[A block of data]
________

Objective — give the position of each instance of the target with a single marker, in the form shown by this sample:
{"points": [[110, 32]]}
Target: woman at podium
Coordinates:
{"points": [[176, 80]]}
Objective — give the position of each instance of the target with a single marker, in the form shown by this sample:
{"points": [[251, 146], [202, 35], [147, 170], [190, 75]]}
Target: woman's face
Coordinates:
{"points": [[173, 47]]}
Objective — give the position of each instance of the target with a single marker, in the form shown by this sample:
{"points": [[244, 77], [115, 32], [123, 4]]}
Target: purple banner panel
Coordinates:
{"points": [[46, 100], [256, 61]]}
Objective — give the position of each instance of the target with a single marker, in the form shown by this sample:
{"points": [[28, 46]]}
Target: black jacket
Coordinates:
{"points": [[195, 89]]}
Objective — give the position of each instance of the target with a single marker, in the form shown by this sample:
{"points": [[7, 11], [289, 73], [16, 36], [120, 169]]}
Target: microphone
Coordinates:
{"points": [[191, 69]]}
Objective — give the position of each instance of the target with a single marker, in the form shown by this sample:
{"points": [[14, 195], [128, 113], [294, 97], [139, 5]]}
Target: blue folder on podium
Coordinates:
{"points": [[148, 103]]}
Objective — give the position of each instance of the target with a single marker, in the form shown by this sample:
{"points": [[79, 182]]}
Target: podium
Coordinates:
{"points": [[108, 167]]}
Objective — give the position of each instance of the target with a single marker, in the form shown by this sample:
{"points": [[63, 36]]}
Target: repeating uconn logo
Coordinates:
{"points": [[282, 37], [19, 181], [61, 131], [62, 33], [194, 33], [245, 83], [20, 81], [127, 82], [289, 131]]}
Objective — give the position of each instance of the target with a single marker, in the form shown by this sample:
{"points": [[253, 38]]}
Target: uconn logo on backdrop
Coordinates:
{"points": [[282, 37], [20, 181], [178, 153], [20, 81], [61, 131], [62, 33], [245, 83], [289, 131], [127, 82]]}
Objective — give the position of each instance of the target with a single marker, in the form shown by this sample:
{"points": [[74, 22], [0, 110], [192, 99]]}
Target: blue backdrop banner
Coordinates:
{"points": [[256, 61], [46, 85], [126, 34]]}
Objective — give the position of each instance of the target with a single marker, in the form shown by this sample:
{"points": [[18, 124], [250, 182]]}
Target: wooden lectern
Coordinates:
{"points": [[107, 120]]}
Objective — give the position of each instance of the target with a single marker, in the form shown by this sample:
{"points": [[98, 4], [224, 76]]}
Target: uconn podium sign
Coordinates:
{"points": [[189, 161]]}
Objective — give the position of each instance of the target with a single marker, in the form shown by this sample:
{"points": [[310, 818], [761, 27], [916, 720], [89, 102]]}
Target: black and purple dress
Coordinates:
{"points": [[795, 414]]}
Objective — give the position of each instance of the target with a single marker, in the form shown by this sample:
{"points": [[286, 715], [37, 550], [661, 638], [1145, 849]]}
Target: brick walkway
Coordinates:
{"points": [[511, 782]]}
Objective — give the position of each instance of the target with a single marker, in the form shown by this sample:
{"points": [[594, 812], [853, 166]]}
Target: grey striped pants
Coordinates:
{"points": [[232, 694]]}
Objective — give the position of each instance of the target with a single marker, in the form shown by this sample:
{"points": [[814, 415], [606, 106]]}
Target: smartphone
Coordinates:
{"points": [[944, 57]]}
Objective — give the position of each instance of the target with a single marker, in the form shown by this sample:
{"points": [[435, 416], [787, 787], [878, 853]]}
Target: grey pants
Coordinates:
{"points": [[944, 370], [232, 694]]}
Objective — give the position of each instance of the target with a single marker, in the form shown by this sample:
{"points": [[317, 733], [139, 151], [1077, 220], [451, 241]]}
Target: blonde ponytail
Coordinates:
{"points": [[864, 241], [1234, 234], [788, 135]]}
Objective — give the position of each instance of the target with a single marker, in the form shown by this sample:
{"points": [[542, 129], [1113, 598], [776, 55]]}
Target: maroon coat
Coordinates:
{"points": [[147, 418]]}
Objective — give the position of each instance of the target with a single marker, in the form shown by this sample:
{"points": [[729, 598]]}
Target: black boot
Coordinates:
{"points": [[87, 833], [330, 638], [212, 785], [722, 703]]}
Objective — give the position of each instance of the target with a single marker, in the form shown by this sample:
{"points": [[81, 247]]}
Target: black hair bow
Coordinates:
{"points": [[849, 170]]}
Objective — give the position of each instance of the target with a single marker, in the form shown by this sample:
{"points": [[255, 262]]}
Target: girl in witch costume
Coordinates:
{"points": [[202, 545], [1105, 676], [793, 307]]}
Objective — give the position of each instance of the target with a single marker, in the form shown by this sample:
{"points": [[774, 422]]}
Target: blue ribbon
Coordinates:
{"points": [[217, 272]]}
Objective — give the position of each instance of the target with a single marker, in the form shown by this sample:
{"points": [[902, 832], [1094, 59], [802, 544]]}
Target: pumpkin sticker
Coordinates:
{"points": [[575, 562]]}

________

How many lines of the records above contain the string "pants", with case counting? Give only the number.

Finished exercise — 2